───── The records ─────
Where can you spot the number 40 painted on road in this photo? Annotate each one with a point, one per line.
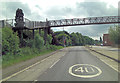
(85, 69)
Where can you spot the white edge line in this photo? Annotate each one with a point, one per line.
(54, 63)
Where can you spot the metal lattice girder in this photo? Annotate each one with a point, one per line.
(66, 22)
(85, 21)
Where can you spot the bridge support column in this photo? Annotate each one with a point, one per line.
(40, 32)
(3, 24)
(45, 35)
(33, 33)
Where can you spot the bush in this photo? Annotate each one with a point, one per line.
(38, 42)
(10, 41)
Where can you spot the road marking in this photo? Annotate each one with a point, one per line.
(110, 66)
(54, 63)
(104, 61)
(80, 69)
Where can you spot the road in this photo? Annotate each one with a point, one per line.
(70, 64)
(78, 55)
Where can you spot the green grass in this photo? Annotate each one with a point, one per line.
(14, 59)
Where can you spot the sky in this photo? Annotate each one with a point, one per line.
(39, 10)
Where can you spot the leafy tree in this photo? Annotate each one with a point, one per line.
(10, 41)
(100, 40)
(75, 39)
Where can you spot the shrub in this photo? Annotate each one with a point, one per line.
(10, 41)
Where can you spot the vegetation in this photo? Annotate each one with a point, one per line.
(73, 39)
(15, 50)
(115, 34)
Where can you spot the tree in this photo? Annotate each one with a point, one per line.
(10, 41)
(114, 33)
(100, 40)
(75, 39)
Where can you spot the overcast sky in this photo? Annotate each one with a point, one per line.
(39, 10)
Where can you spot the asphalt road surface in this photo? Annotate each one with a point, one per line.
(69, 64)
(79, 65)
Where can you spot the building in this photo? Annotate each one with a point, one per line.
(106, 40)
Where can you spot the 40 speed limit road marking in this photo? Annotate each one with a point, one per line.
(84, 70)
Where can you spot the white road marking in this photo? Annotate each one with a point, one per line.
(54, 63)
(85, 76)
(110, 66)
(105, 62)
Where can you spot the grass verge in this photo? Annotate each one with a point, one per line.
(12, 60)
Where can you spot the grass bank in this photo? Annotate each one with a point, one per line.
(26, 54)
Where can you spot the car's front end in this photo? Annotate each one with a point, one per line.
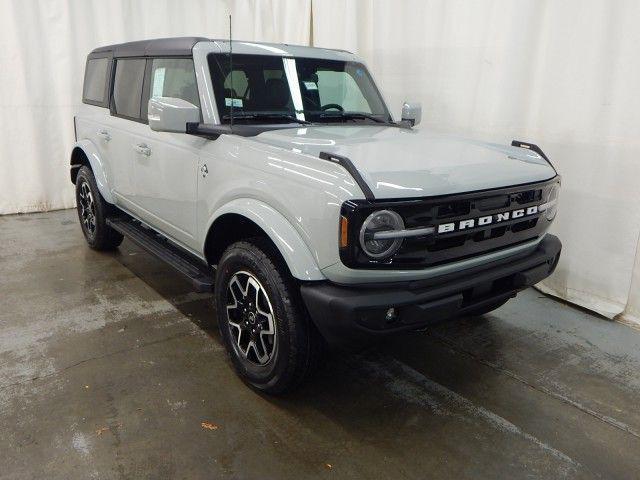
(427, 227)
(407, 264)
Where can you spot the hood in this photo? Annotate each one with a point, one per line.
(404, 163)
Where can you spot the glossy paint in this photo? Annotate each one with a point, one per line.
(180, 184)
(407, 163)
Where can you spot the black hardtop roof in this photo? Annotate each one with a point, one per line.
(158, 46)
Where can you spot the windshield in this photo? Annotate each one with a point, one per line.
(270, 89)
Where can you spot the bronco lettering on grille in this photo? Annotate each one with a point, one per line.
(487, 220)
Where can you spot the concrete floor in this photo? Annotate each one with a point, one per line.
(106, 372)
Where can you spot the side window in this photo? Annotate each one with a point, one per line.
(95, 81)
(240, 84)
(174, 77)
(127, 87)
(340, 88)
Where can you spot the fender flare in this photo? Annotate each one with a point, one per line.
(97, 165)
(282, 233)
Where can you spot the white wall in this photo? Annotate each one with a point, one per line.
(43, 47)
(563, 74)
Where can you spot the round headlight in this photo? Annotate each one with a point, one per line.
(380, 221)
(552, 202)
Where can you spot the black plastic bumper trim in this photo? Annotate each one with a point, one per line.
(348, 314)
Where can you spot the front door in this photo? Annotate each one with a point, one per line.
(166, 164)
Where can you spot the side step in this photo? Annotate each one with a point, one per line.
(200, 274)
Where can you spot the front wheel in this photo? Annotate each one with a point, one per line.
(265, 328)
(92, 213)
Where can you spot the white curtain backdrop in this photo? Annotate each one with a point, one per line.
(43, 47)
(564, 75)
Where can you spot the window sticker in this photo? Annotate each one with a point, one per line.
(158, 82)
(237, 102)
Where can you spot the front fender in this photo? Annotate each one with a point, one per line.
(97, 165)
(295, 252)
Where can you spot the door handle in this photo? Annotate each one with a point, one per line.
(142, 149)
(105, 135)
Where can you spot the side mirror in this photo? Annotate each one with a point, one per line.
(169, 114)
(412, 113)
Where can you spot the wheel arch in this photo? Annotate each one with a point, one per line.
(85, 153)
(245, 218)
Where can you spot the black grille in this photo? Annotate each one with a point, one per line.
(421, 252)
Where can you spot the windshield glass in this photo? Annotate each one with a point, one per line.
(272, 89)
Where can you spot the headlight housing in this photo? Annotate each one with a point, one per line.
(380, 221)
(551, 205)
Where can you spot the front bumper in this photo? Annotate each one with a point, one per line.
(346, 314)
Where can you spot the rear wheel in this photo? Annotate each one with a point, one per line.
(266, 330)
(93, 211)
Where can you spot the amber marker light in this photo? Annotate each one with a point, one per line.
(344, 232)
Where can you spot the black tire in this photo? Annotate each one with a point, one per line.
(278, 361)
(93, 211)
(488, 308)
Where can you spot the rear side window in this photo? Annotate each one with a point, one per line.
(95, 81)
(174, 77)
(127, 87)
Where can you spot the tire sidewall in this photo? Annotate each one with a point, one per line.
(86, 176)
(241, 257)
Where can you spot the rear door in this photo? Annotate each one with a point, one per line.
─────
Problem requirements =
Exclude images. Return the data above verbatim.

Reply =
Where can you spot the number 40 painted on road in this photo? Annotate each one with a point, one per line.
(85, 69)
Where can you spot the white edge line in this photo? Annotate each one with a point, one per line.
(54, 63)
Where can you spot the metal lattice girder in this photo? Annotate each one with a point, one per line.
(66, 22)
(85, 21)
Where can you spot the bridge support column in this photo? Annotate each one with a point, one per line.
(40, 32)
(3, 24)
(45, 35)
(33, 33)
Where can you spot the bush in this photo? Annotate each one with a point, one per line.
(38, 42)
(10, 41)
Where can you spot the road marking in this photo? Annotate each one with a point, one per line.
(110, 66)
(54, 63)
(104, 61)
(80, 69)
Where can you spot the road in this photo? Annotate each one with a point, one per line.
(70, 64)
(78, 55)
Where can you spot the green grass in this photo? Annotate each one with a point, one per line.
(14, 59)
Where can you spot the sky in this photo? Annotate each one with a point, one per line.
(39, 10)
Where can you spot the leafy tree in this photo? Annotate each one with a point, one per line.
(10, 41)
(100, 40)
(75, 39)
Where can you spot the shrub in this photo? Annotate each one with a point, one per line.
(10, 41)
Where can you spot the vegetation in this photo? Annotate each one with a point, one per line.
(73, 39)
(15, 50)
(115, 34)
Where can you spot the tree in this photo? Annotate each one with a point, one per line.
(10, 41)
(114, 33)
(100, 40)
(75, 39)
Where can you spot the overcast sky in this photo? Annotate each one with a point, one per line.
(39, 10)
Where can you spot the asphalt road surface in this photo? Annotate each one with a point, one per line.
(69, 64)
(79, 65)
Where can you spot the building in this photo? Annotate each one with a point, one per line.
(106, 40)
Where can you spot the 40 speed limit road marking in this photo? Annotate each one with a point, one per line.
(84, 70)
Where can you spot the white road marking in this photo? Annotate each one with a point, one per line.
(54, 63)
(85, 76)
(110, 66)
(105, 62)
Where can you spot the grass verge in this photo? Annotate each one with a point, one per line.
(12, 60)
Where can you spot the grass bank in this photo? Annotate each one with a point, one per line.
(26, 54)
Where can you spot the car's front end in this photo? Annotate each one with a point, one per line.
(427, 227)
(407, 264)
Where can you spot the hood in this photo? Annotate each one with a point, one per line.
(404, 163)
Where can you spot the glossy paint in this photo? Annotate each one with a point, one per line.
(180, 184)
(407, 163)
Where can you spot the black hardtop roof in this photo? Annotate each one with a point, one per line.
(158, 46)
Where can you spot the windshield in this photo? Annotate each one with a point, one per line.
(270, 89)
Where can you spot the bronco lettering on grille in this photo? Annotate each one with a point, one per line.
(487, 220)
Where can you spot the concrete floor in this photo? Annotate each one with a point, one per line.
(106, 372)
Where can you spot the side window in this photo? Annotate each one with a point, one per line.
(95, 81)
(240, 84)
(174, 77)
(127, 87)
(340, 88)
Where can you spot the fender flare in this photo? Annotate each one with a point, one per line.
(97, 165)
(282, 233)
Where can you spot the white wall in this photo? Annotate each one with a point, one per line.
(43, 47)
(563, 74)
Where can you spot the round headlight in this photo? Annotate each one with a point, one per line.
(380, 221)
(552, 202)
Where can you spot the black plastic bumper trim in this photo? Annotate each one with a point, one per line.
(348, 314)
Where can you spot the front door in this photo? Annotate each one with a point, one per line.
(166, 164)
Where can you spot the side step in this photo? Annotate each one with a point, one per line.
(200, 274)
Where can you spot the front wheel in this photo? Annotate each one with a point, one per line.
(265, 328)
(92, 213)
Where can you spot the white curtain backdrop in this photo? Annotate each one with a point, one per line.
(43, 47)
(564, 75)
Where can you spot the window sticker in this photo? Annotate each one with a point, one per line.
(158, 82)
(237, 102)
Where can you spot the front fender in this photo? Annotate each one with a point, one per line.
(97, 165)
(295, 252)
Where can you spot the door handle in this photo? Annotate each one with a point, one per line.
(142, 149)
(105, 135)
Where can you spot the side mirror in this photo? Annotate each one with a point, one per line.
(169, 114)
(412, 113)
Where can you spot the wheel arch in this photo? Annotate each one with a point, one per line.
(85, 153)
(245, 218)
Where can you spot the black grille in this photo? Annotate each one with a point, one per line.
(421, 252)
Where can you spot the windshield glass in this photo? Annotate each one with a point, one per line.
(272, 89)
Where can you spot the headlight housing in this photo? Annotate each one with a point, one per line.
(380, 221)
(551, 205)
Where can you spot the front bumper in this photo? Annotate each one with a point, one per line.
(346, 314)
Where can you spot the rear wheel in this photo? Annotate each one with a point, one per line.
(266, 330)
(93, 211)
Where can you spot the amber marker light in this photo? Annotate each one with a point, one per line.
(344, 232)
Where can you spot the black tire in this photo? Annotate each one with a point, one per line.
(278, 361)
(93, 211)
(488, 308)
Where can you spot the rear side window in this photo? Annotate each one with a point, one per line.
(95, 81)
(174, 77)
(127, 87)
Where can you spot the tire sidewall in this photo? Annotate each one with a point, one per line.
(86, 176)
(241, 257)
Where can you spot the rear door in this photo? Annotate each one with a point, one per line.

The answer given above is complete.